> _What is being asked_
Leave out the pictures and copy everything else in the records exactly.
╔══
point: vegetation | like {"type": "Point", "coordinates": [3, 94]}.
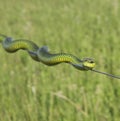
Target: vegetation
{"type": "Point", "coordinates": [31, 91]}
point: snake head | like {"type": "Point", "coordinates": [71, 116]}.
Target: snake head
{"type": "Point", "coordinates": [88, 63]}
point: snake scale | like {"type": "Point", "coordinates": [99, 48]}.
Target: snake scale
{"type": "Point", "coordinates": [42, 54]}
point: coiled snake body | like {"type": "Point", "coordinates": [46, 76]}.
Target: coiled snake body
{"type": "Point", "coordinates": [43, 55]}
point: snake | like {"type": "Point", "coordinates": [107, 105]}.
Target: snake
{"type": "Point", "coordinates": [43, 55]}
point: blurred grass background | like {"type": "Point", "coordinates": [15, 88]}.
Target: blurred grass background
{"type": "Point", "coordinates": [31, 91]}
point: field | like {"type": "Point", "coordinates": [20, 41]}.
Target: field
{"type": "Point", "coordinates": [32, 91]}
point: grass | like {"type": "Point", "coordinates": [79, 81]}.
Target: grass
{"type": "Point", "coordinates": [31, 91]}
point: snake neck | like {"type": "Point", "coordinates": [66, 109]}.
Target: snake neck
{"type": "Point", "coordinates": [11, 46]}
{"type": "Point", "coordinates": [54, 59]}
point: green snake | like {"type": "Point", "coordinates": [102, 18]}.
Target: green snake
{"type": "Point", "coordinates": [42, 54]}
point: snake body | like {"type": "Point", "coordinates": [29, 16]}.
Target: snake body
{"type": "Point", "coordinates": [12, 46]}
{"type": "Point", "coordinates": [43, 55]}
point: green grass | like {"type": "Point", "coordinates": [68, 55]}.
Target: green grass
{"type": "Point", "coordinates": [31, 91]}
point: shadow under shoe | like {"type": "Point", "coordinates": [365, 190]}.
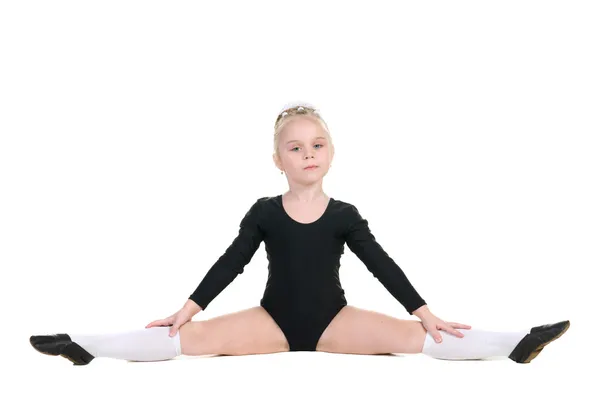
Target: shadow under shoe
{"type": "Point", "coordinates": [533, 343]}
{"type": "Point", "coordinates": [61, 345]}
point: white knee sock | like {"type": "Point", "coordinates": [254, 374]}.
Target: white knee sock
{"type": "Point", "coordinates": [476, 344]}
{"type": "Point", "coordinates": [149, 344]}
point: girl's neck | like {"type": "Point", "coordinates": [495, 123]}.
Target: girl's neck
{"type": "Point", "coordinates": [306, 195]}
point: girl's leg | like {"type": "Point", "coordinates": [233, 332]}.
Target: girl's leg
{"type": "Point", "coordinates": [250, 331]}
{"type": "Point", "coordinates": [358, 331]}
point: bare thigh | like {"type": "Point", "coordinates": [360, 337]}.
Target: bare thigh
{"type": "Point", "coordinates": [358, 331]}
{"type": "Point", "coordinates": [250, 331]}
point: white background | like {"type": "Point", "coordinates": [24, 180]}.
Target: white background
{"type": "Point", "coordinates": [135, 136]}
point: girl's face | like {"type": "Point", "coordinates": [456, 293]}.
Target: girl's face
{"type": "Point", "coordinates": [303, 143]}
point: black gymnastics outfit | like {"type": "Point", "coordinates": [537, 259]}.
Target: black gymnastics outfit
{"type": "Point", "coordinates": [303, 291]}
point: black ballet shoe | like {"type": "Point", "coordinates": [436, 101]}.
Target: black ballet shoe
{"type": "Point", "coordinates": [61, 345]}
{"type": "Point", "coordinates": [533, 343]}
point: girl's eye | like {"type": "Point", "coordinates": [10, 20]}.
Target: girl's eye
{"type": "Point", "coordinates": [298, 147]}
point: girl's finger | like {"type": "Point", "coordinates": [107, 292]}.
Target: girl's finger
{"type": "Point", "coordinates": [436, 335]}
{"type": "Point", "coordinates": [160, 322]}
{"type": "Point", "coordinates": [459, 325]}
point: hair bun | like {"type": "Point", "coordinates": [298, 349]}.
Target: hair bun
{"type": "Point", "coordinates": [297, 104]}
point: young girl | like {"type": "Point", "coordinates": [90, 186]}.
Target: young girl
{"type": "Point", "coordinates": [303, 307]}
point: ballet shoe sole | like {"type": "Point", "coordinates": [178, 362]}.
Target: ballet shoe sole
{"type": "Point", "coordinates": [72, 352]}
{"type": "Point", "coordinates": [537, 351]}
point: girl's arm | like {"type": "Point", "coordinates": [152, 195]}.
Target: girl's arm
{"type": "Point", "coordinates": [233, 261]}
{"type": "Point", "coordinates": [361, 241]}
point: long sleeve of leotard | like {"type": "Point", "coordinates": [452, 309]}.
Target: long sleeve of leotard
{"type": "Point", "coordinates": [234, 259]}
{"type": "Point", "coordinates": [361, 241]}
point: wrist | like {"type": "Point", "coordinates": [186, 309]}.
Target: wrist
{"type": "Point", "coordinates": [422, 311]}
{"type": "Point", "coordinates": [192, 307]}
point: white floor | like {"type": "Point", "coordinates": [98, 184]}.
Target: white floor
{"type": "Point", "coordinates": [557, 371]}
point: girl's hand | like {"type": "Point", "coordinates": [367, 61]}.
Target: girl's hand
{"type": "Point", "coordinates": [174, 321]}
{"type": "Point", "coordinates": [432, 324]}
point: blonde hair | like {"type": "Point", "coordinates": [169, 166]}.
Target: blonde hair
{"type": "Point", "coordinates": [305, 110]}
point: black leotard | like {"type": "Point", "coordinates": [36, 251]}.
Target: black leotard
{"type": "Point", "coordinates": [303, 291]}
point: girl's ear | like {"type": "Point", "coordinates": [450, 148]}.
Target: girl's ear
{"type": "Point", "coordinates": [276, 160]}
╚══
> _Task result_
point: vegetation | like {"type": "Point", "coordinates": [3, 94]}.
Target: vegetation
{"type": "Point", "coordinates": [31, 91]}
point: snake head | like {"type": "Point", "coordinates": [71, 116]}.
Target: snake head
{"type": "Point", "coordinates": [88, 63]}
point: snake scale | like {"type": "Point", "coordinates": [99, 48]}.
Target: snake scale
{"type": "Point", "coordinates": [42, 54]}
point: coiled snake body | like {"type": "Point", "coordinates": [46, 76]}.
Target: coiled snake body
{"type": "Point", "coordinates": [43, 55]}
point: snake | like {"type": "Point", "coordinates": [107, 105]}.
Target: snake
{"type": "Point", "coordinates": [43, 55]}
point: blurred grass background | like {"type": "Point", "coordinates": [15, 88]}.
Target: blurred grass background
{"type": "Point", "coordinates": [31, 91]}
point: field | like {"type": "Point", "coordinates": [20, 41]}.
Target: field
{"type": "Point", "coordinates": [32, 91]}
point: grass | like {"type": "Point", "coordinates": [79, 81]}.
Target: grass
{"type": "Point", "coordinates": [31, 91]}
point: snake neck | like {"type": "Point", "coordinates": [66, 109]}.
Target: snake neck
{"type": "Point", "coordinates": [11, 46]}
{"type": "Point", "coordinates": [54, 59]}
point: green snake | like {"type": "Point", "coordinates": [102, 18]}.
Target: green snake
{"type": "Point", "coordinates": [42, 54]}
point: snake body | like {"type": "Point", "coordinates": [29, 16]}.
Target: snake body
{"type": "Point", "coordinates": [12, 46]}
{"type": "Point", "coordinates": [43, 55]}
point: green grass | like {"type": "Point", "coordinates": [68, 55]}.
Target: green grass
{"type": "Point", "coordinates": [31, 91]}
point: shadow under shoe | like {"type": "Point", "coordinates": [365, 190]}.
Target: shadow under shoe
{"type": "Point", "coordinates": [533, 343]}
{"type": "Point", "coordinates": [61, 345]}
point: white knee sock | like {"type": "Point", "coordinates": [254, 374]}.
Target: white knee sock
{"type": "Point", "coordinates": [476, 344]}
{"type": "Point", "coordinates": [149, 344]}
point: girl's neck | like {"type": "Point", "coordinates": [495, 123]}.
Target: girl's neck
{"type": "Point", "coordinates": [306, 195]}
point: girl's leg | like {"type": "Point", "coordinates": [233, 332]}.
Target: girl's leg
{"type": "Point", "coordinates": [250, 331]}
{"type": "Point", "coordinates": [358, 331]}
point: bare thigh | like {"type": "Point", "coordinates": [360, 337]}.
Target: bare thigh
{"type": "Point", "coordinates": [358, 331]}
{"type": "Point", "coordinates": [250, 331]}
point: white background | like {"type": "Point", "coordinates": [24, 180]}.
Target: white background
{"type": "Point", "coordinates": [135, 136]}
point: girl's face | like {"type": "Point", "coordinates": [456, 293]}.
Target: girl's face
{"type": "Point", "coordinates": [303, 143]}
point: black gymnastics outfit | like {"type": "Point", "coordinates": [537, 259]}.
Target: black gymnastics outfit
{"type": "Point", "coordinates": [303, 291]}
point: black ballet shoe | like {"type": "Point", "coordinates": [436, 101]}.
Target: black ballet shoe
{"type": "Point", "coordinates": [61, 345]}
{"type": "Point", "coordinates": [533, 343]}
point: girl's eye | like {"type": "Point", "coordinates": [10, 20]}.
Target: girl's eye
{"type": "Point", "coordinates": [298, 147]}
point: girl's finger | like {"type": "Point", "coordinates": [107, 292]}.
Target: girl's finger
{"type": "Point", "coordinates": [436, 335]}
{"type": "Point", "coordinates": [160, 322]}
{"type": "Point", "coordinates": [459, 325]}
point: hair bun | like {"type": "Point", "coordinates": [298, 349]}.
Target: hair bun
{"type": "Point", "coordinates": [297, 104]}
point: young girl | like {"type": "Point", "coordinates": [90, 186]}.
Target: young girl
{"type": "Point", "coordinates": [303, 307]}
point: ballet shoe sole | like {"type": "Point", "coordinates": [178, 362]}.
Target: ballet shoe sole
{"type": "Point", "coordinates": [72, 352]}
{"type": "Point", "coordinates": [537, 351]}
point: girl's arm | like {"type": "Point", "coordinates": [152, 195]}.
Target: girl's arm
{"type": "Point", "coordinates": [233, 261]}
{"type": "Point", "coordinates": [361, 241]}
point: long sleeve of leotard | like {"type": "Point", "coordinates": [452, 309]}.
Target: long sleeve of leotard
{"type": "Point", "coordinates": [234, 259]}
{"type": "Point", "coordinates": [361, 241]}
point: wrist | like {"type": "Point", "coordinates": [186, 309]}.
Target: wrist
{"type": "Point", "coordinates": [422, 311]}
{"type": "Point", "coordinates": [192, 307]}
point: white floor | like {"type": "Point", "coordinates": [98, 184]}.
Target: white floor
{"type": "Point", "coordinates": [557, 371]}
point: girl's hand | like {"type": "Point", "coordinates": [367, 61]}.
Target: girl's hand
{"type": "Point", "coordinates": [174, 321]}
{"type": "Point", "coordinates": [432, 324]}
point: blonde hair | like {"type": "Point", "coordinates": [169, 166]}.
Target: blonde hair
{"type": "Point", "coordinates": [305, 110]}
point: black leotard | like {"type": "Point", "coordinates": [36, 251]}.
Target: black leotard
{"type": "Point", "coordinates": [303, 291]}
point: girl's ear | like {"type": "Point", "coordinates": [450, 148]}.
Target: girl's ear
{"type": "Point", "coordinates": [276, 160]}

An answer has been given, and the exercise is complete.